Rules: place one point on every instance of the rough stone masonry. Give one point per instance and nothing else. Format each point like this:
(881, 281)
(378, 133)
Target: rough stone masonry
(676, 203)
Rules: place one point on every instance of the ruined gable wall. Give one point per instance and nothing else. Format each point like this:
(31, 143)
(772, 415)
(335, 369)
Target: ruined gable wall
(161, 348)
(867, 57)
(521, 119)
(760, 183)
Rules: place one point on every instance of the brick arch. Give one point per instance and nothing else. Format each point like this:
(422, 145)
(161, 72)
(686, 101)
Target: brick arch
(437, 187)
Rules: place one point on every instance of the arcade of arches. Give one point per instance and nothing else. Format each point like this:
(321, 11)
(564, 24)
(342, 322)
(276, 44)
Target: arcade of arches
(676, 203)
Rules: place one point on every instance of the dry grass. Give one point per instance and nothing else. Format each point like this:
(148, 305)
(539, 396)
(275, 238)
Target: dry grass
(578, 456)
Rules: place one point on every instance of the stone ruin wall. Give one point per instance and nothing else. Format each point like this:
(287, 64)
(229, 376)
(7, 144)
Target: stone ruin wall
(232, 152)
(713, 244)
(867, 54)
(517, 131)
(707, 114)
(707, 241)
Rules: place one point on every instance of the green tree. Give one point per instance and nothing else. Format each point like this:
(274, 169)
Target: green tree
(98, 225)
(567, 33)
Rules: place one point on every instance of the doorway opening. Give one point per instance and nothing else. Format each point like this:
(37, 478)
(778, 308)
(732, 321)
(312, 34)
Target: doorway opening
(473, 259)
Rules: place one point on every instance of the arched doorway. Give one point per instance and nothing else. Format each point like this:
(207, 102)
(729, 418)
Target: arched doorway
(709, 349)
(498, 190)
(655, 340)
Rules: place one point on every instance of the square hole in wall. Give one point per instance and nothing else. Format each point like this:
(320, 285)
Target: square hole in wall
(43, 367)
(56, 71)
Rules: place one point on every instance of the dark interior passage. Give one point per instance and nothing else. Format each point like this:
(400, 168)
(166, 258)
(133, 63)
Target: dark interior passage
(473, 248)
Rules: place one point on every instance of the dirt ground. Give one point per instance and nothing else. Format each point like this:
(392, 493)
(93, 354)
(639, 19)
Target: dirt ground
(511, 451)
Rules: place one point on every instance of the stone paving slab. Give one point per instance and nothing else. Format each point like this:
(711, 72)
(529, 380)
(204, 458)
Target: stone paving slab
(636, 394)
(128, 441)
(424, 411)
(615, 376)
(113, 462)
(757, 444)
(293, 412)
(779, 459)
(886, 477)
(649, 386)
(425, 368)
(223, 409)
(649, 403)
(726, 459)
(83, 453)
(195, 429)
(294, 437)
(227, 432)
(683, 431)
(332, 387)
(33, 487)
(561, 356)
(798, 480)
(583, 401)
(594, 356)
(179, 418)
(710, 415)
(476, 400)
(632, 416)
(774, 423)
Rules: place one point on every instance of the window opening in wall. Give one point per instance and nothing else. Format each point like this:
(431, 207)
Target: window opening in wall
-------------------------
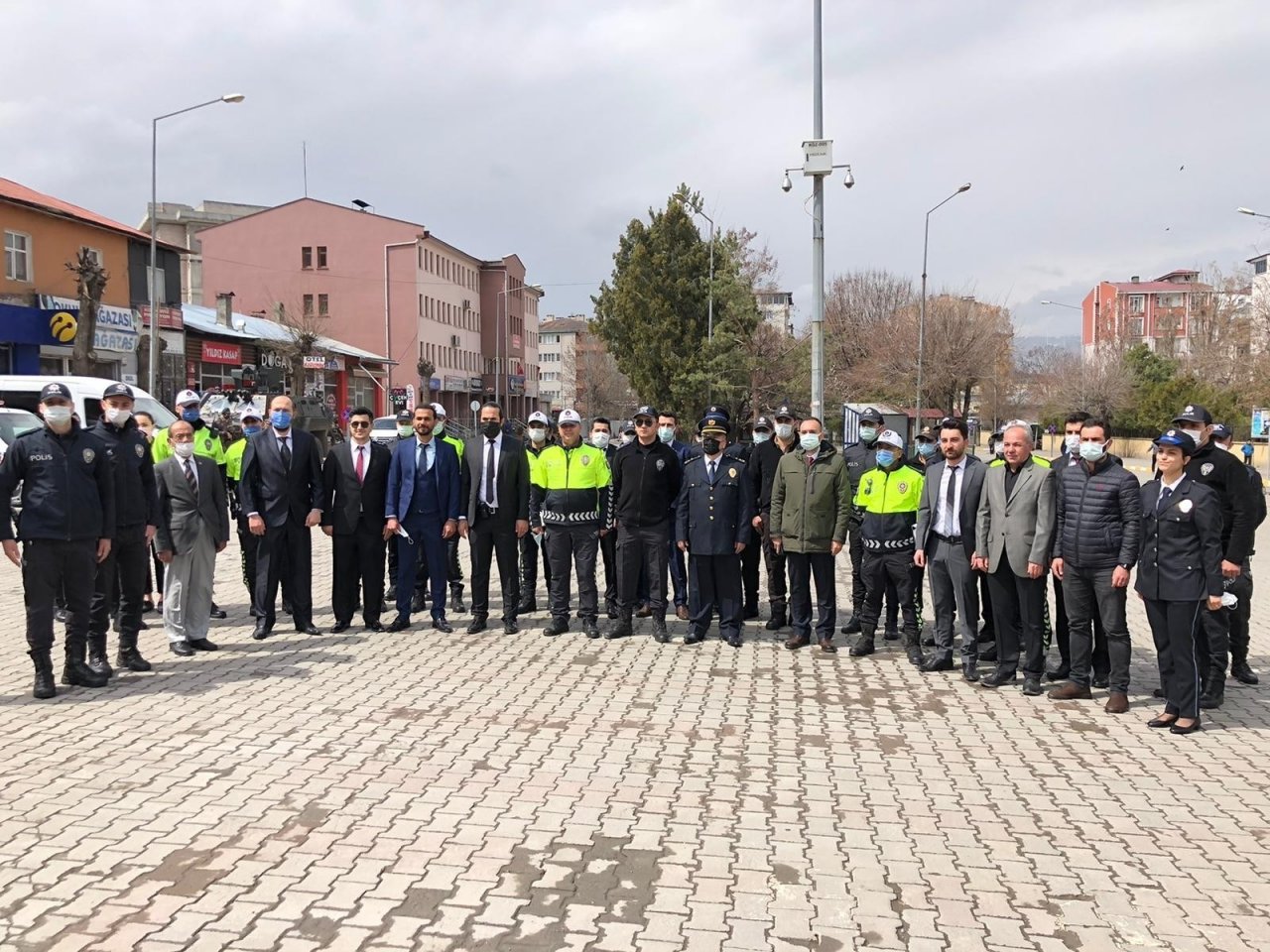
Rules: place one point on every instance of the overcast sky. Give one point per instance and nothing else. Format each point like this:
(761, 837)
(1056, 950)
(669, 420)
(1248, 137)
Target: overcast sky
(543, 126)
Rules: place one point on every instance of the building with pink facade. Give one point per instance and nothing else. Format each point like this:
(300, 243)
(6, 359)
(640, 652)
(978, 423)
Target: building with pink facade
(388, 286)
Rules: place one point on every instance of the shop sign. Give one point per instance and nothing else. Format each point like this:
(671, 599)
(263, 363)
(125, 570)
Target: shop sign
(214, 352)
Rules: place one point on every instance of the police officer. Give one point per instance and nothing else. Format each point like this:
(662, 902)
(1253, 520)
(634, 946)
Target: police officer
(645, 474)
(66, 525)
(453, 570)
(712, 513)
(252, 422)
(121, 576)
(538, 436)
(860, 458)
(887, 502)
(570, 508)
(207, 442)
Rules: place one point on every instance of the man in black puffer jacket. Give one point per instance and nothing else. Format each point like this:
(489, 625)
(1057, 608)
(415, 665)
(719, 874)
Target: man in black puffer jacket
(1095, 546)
-------------------------
> _REQUIREMENT_
Copy the data above without any change, starting with the line that contains "Rules: place one point on every instance of the man" and continuing through the line that contains "(1095, 546)".

> _WRITTEN ANSWER_
Rules: place one point on every instance of the man in black puffer jacket. Give one point per instance and nothing else. Format each point like this:
(489, 625)
(1057, 608)
(415, 665)
(719, 874)
Target: man in black puffer jacket
(1095, 546)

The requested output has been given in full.